→ PROMPT
Update the lines from the one with "detector, find small" to the one with "[236,281,260,342]" by putting "pine tree" in place of "fir tree", keeping everything else the same.

──────── STORED RECORDS

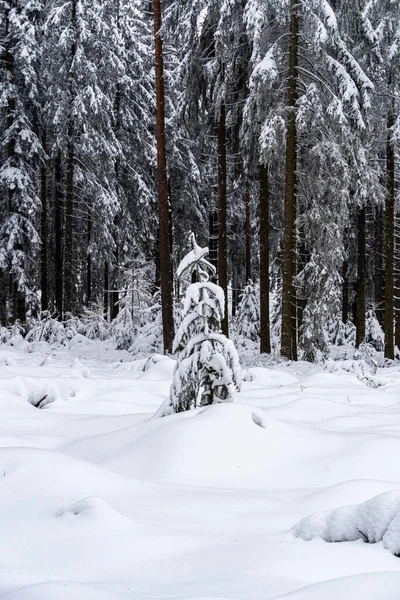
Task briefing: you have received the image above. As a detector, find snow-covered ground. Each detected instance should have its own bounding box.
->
[0,336,400,600]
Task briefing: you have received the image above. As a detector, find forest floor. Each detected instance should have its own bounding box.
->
[0,336,400,600]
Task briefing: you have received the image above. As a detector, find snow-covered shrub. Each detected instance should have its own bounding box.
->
[158,234,241,416]
[365,310,385,352]
[292,490,400,556]
[235,282,260,342]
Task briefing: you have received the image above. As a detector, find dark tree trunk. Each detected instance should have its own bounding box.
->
[208,208,218,283]
[246,190,251,283]
[103,261,109,321]
[40,128,49,311]
[342,260,349,323]
[86,208,92,308]
[281,0,298,360]
[54,152,64,320]
[154,0,174,353]
[385,109,395,359]
[356,206,366,348]
[260,165,271,354]
[374,206,385,327]
[218,102,229,337]
[64,0,77,313]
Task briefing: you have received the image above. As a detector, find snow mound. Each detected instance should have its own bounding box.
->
[292,490,400,556]
[275,572,400,600]
[2,581,127,600]
[55,497,131,527]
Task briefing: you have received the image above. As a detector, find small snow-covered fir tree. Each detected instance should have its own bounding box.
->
[159,234,241,416]
[236,281,260,342]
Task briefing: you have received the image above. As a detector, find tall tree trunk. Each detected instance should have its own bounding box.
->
[86,207,92,308]
[54,151,64,320]
[208,208,218,283]
[64,0,77,312]
[374,206,385,327]
[342,259,349,323]
[103,261,109,321]
[356,206,366,348]
[154,0,174,353]
[246,190,251,283]
[385,108,395,359]
[40,128,49,311]
[281,0,299,360]
[218,102,229,337]
[260,165,271,354]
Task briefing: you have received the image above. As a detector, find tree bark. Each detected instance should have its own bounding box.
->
[54,152,64,320]
[281,0,299,360]
[246,190,251,283]
[356,206,366,348]
[385,108,395,359]
[260,165,271,354]
[40,128,49,311]
[154,0,174,353]
[218,102,229,337]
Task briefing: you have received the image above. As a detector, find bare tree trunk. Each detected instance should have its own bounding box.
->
[385,103,395,359]
[40,128,49,311]
[260,165,271,354]
[218,102,229,337]
[54,152,64,320]
[103,261,109,321]
[246,190,251,283]
[281,0,299,360]
[154,0,174,353]
[356,206,366,348]
[342,260,349,323]
[64,0,77,312]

────────────────

→ WRITTEN RESPONSE
Task briefing: you have received the image above. As a detector, find small snow-covered pine tree. Each detected instance should have its own bounding box.
->
[159,234,241,416]
[236,281,260,342]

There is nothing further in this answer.